**GOAL:** Copy out the lines again word for word, from the line containing "target: river water" through the line containing "235 58 L 126", including both of those lines.

**INFORMATION GIVEN:**

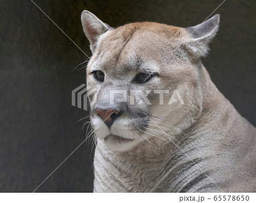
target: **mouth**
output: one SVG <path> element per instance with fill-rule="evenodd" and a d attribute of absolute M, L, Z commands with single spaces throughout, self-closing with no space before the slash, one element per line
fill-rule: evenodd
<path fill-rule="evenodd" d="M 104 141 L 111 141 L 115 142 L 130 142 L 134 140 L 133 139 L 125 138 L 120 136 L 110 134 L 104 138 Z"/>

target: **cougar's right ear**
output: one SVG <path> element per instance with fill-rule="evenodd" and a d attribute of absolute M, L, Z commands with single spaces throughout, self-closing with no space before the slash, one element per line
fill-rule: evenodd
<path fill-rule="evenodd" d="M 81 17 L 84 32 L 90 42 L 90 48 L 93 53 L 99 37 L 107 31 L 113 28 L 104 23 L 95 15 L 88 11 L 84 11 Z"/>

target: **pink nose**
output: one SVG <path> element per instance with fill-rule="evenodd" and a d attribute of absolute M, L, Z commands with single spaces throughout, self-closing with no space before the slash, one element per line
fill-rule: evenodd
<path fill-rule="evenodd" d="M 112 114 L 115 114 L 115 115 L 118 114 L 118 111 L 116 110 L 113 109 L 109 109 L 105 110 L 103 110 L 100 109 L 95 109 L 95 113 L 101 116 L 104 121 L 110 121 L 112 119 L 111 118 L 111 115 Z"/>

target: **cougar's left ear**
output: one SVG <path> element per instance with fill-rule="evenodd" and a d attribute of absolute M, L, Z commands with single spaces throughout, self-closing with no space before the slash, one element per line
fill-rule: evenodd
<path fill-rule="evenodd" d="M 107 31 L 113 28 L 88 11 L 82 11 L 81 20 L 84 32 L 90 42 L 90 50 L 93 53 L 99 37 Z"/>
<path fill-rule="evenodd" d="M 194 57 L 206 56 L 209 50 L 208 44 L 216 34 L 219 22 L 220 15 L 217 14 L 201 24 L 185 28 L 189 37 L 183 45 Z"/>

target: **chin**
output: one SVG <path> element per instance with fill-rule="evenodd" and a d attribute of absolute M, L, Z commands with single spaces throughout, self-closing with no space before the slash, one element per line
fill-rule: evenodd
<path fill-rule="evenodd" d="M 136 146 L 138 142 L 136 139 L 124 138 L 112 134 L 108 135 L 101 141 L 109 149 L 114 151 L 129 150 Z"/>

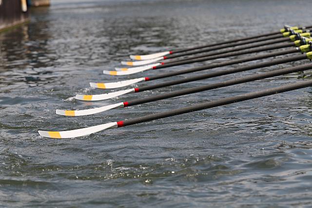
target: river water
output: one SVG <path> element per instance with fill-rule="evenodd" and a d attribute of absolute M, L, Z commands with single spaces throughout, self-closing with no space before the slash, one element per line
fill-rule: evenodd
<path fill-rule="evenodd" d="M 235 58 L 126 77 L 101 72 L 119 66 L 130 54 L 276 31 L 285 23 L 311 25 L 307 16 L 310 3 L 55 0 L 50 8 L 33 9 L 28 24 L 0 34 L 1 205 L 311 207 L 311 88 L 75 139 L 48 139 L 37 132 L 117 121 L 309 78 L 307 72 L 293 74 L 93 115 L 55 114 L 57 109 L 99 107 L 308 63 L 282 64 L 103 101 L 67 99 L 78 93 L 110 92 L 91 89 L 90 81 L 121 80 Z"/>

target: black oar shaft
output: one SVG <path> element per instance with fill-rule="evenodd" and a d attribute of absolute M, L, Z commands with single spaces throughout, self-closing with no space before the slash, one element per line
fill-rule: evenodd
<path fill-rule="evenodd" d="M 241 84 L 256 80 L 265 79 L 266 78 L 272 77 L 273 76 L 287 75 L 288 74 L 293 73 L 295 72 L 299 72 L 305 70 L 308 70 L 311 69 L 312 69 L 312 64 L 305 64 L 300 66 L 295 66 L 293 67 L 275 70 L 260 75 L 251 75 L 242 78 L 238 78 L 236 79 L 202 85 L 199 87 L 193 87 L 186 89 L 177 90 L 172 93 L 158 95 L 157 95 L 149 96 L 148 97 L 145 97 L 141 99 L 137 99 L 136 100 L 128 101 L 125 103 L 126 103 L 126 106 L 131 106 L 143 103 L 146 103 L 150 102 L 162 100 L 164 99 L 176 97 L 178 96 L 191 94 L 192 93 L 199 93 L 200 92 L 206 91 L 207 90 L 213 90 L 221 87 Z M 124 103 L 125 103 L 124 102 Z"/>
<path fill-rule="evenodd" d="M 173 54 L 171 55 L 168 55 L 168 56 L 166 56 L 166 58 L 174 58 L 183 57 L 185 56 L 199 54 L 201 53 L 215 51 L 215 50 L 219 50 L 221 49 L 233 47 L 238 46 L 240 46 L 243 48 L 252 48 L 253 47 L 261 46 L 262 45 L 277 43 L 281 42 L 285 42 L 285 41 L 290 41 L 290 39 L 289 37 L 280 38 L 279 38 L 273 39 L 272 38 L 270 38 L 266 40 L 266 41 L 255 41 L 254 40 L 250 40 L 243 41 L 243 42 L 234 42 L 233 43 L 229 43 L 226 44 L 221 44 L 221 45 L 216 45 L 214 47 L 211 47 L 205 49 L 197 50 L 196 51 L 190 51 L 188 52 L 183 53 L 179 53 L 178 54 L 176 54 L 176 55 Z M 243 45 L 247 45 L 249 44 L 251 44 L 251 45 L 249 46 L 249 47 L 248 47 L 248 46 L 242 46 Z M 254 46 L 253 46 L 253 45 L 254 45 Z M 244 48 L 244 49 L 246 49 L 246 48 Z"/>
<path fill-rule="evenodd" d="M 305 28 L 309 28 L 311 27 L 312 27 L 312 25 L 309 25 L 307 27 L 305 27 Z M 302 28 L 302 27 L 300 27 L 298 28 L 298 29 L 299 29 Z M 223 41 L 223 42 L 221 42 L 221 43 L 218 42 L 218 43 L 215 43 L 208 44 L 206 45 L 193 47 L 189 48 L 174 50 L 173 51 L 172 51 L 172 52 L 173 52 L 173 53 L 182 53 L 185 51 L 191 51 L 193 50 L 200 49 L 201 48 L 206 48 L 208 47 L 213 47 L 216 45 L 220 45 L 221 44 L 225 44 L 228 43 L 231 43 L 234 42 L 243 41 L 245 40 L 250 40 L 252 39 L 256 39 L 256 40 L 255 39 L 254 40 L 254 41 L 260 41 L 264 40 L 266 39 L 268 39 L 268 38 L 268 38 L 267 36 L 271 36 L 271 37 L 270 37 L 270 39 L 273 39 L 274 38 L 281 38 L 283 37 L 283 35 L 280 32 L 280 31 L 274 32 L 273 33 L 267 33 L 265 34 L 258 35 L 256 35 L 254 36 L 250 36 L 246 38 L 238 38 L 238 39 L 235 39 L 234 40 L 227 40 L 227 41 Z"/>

**SOLUTION FOR THIS TASK:**
target: river water
output: one SVG <path> element per instance with fill-rule="evenodd" and a d attribute of absolute M, L, Z commands with single spaces throughout, self-closing with no space before the slash, one element per line
fill-rule: evenodd
<path fill-rule="evenodd" d="M 235 58 L 126 77 L 101 72 L 119 66 L 130 54 L 276 31 L 285 23 L 311 25 L 307 16 L 310 3 L 55 0 L 50 8 L 33 9 L 28 24 L 0 34 L 1 205 L 311 207 L 311 88 L 75 139 L 48 139 L 37 132 L 117 121 L 309 78 L 307 72 L 293 74 L 93 115 L 55 114 L 57 109 L 99 107 L 308 63 L 282 64 L 103 101 L 67 99 L 78 93 L 110 92 L 91 89 L 90 81 L 121 80 Z"/>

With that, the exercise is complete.